● Work item
Each line of the data must reappear exactly in your answer, with no images included.

● Provided data
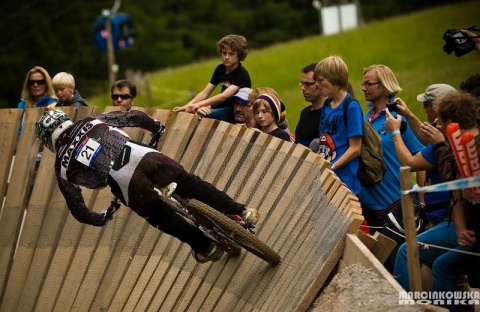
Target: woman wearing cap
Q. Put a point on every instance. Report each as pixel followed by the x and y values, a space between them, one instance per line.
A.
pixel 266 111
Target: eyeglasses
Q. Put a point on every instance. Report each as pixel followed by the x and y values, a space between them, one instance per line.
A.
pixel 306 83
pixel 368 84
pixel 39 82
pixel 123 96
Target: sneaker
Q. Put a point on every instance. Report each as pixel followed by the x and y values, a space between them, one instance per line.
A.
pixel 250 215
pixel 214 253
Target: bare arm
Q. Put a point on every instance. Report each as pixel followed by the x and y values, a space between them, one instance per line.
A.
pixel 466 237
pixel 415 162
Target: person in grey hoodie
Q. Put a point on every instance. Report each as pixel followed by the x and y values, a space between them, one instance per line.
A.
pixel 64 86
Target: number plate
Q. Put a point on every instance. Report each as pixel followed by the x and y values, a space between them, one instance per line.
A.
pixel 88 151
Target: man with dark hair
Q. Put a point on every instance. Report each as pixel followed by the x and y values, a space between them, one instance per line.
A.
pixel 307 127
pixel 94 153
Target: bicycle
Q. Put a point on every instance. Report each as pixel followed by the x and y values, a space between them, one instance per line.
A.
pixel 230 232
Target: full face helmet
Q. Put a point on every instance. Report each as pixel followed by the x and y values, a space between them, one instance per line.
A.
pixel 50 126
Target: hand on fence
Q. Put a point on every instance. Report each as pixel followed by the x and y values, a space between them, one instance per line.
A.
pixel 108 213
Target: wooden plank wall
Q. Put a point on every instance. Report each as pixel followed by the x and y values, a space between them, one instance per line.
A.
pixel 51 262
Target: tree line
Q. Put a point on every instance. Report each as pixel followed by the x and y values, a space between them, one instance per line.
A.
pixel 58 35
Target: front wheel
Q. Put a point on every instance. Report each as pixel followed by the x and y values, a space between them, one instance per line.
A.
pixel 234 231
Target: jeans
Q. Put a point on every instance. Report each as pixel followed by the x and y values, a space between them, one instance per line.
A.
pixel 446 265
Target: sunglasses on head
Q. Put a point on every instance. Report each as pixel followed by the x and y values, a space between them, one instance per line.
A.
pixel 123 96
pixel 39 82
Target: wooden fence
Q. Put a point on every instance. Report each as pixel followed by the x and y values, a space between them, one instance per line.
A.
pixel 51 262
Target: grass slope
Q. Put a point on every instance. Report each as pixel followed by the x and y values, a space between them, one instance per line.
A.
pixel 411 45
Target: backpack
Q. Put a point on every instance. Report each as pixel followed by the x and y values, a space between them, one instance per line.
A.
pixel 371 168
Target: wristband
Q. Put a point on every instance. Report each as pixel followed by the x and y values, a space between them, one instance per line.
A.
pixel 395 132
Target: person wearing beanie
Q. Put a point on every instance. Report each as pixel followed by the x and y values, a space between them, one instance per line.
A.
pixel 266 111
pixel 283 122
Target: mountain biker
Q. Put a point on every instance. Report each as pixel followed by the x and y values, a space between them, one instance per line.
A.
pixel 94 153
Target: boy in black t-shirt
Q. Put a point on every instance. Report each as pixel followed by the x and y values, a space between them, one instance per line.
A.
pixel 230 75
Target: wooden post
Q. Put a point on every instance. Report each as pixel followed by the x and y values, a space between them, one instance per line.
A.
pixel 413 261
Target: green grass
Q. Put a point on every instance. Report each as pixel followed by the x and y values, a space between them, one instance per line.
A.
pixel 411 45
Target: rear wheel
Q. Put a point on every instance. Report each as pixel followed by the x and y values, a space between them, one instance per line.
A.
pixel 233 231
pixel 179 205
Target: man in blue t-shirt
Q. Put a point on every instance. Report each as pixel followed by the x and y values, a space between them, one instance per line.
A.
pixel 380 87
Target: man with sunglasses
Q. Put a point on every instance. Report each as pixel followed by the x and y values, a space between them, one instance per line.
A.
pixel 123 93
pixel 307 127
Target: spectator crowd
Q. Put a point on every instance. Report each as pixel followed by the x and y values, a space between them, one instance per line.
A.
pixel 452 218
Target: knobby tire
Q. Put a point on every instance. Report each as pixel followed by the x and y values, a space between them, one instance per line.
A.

● Task answer
Target: woman wearing cap
Q. Put a point on every instance. Report each as pixel followed by the x and y values, a space between them, one instance per line.
A.
pixel 266 111
Target: eyeglasses
Q. Put a point on every instance. Report each as pixel followed by the x and y values, a space between them, one instance per line.
A.
pixel 306 83
pixel 368 84
pixel 39 82
pixel 123 96
Target: sneaker
Q. Put a point on every instance. Report each as pixel followed by the x and y values, a space between them, one instance per line.
A.
pixel 250 215
pixel 214 253
Target: bare arm
Q. Put a point on every instance. Report each as pixel followed by the x and y values, a space between them, one instance per line.
A.
pixel 466 237
pixel 415 162
Target: person in grey hoodie
Q. Put a point on every instance. Report each as pixel followed by the x and y values, a space between them, one instance per line.
A.
pixel 64 86
Target: number plate
Q. Put a point on every instance. Report each as pixel followed by the x and y values, a space between them, one instance per line.
A.
pixel 88 151
Target: man with dark hair
Q. Put a point on every instance. Report each as pixel followed by the x and y values, a space between them, one instance per line.
A.
pixel 307 127
pixel 94 153
Target: bicycle
Q. Put a point on every instance. Report each as pixel followed by the x and y values, a space between them, one instance per line.
A.
pixel 230 232
Target: full face helmet
Q. Put a point on every instance. Report each as pixel followed by the x and y values, a space between them, one instance per line.
A.
pixel 50 126
Target: hand on fence
Q. Put a point on every instance. Report each as pixel followed by the x and y values, a space between them, one instance per line.
A.
pixel 108 213
Target: wooden plank wall
Q. Put a point on every instance. Report each as pixel followed by the x and y values, a space between them, one instance per line.
A.
pixel 51 262
Target: tree line
Q. Put a point on every instance. Report each as pixel followed by the x and y values, a space between them, one instance per line.
A.
pixel 58 35
Target: front wheel
Q. Put a point on every instance. Report each as pixel followed by the x and y values, a space between them, one instance per line.
A.
pixel 234 231
Target: jeans
Q. Put a point on every instance. Report each as pixel followed by the x and y values, a space between them, one instance per line.
A.
pixel 446 265
Target: sunglasses on head
Q. Put a point on every instance. Report each as pixel followed by the x and y values, a space between them, one instance per line.
A.
pixel 123 96
pixel 39 82
Target: wooden fence
Q. Put a point on every instance. Report each as pixel followed by the x and y values, a space between them, one instance per line.
A.
pixel 51 262
Target: grass slope
Q. Put a point on every instance. Report each as pixel followed by the x and y values, a space between them, one instance per line.
A.
pixel 411 45
Target: backpack
Q. Put a point on every instance. Report each as pixel followed by the x and y values, a space between them, one instance per line.
A.
pixel 371 168
Target: wristband
Q. Put a point on every instance. Report each as pixel followed by the x and y values, a space between them, one instance per line.
A.
pixel 395 132
Target: person wearing beanie
Q. Put a point on every instance. Report each as pixel followed by the x and y values, a space between them, one instance per line.
A.
pixel 266 111
pixel 283 122
Target: mountain biker
Q. Put a point on every instance. Report each as pixel followed by the x and y values, a space between them, one instance per line.
A.
pixel 94 153
Target: boy in black t-shirt
Q. Put a point on every instance. Report each as pixel followed by the x and y values, a space between them, one instance per line.
A.
pixel 230 75
Target: wooden post
Q. Put a point on every instance. Report each as pixel followed by the x and y values, a space between them, one instance per line.
A.
pixel 413 261
Target: green grass
Q. Put a point on every instance. Report each as pixel followed by the x and y values, a space between them, one instance per line.
A.
pixel 411 45
Target: rear wheel
Q. Put a point on every instance. Report each as pixel followed by the x and y values, a space between them, one instance per line.
A.
pixel 233 231
pixel 179 205
Target: man in blue t-shirt
Q. Put a point on every instance. Report each as pixel followed by the x and y values, a space between them, one instance per line.
A.
pixel 380 87
Target: man with sunglasses
Q. Put a point on every instance. Report each as pixel followed by the x and y values, a space between them, one instance per line.
A.
pixel 123 93
pixel 307 127
Target: spectator crowd
Q. Put a point on every instance. Report each as pixel followed by the x and y values, a space between them, one instance per line.
A.
pixel 452 218
Target: knobby tire
Q. Put a point on every instance. Report each as pixel followed by the x and y values, a space between them, one instance per line.
A.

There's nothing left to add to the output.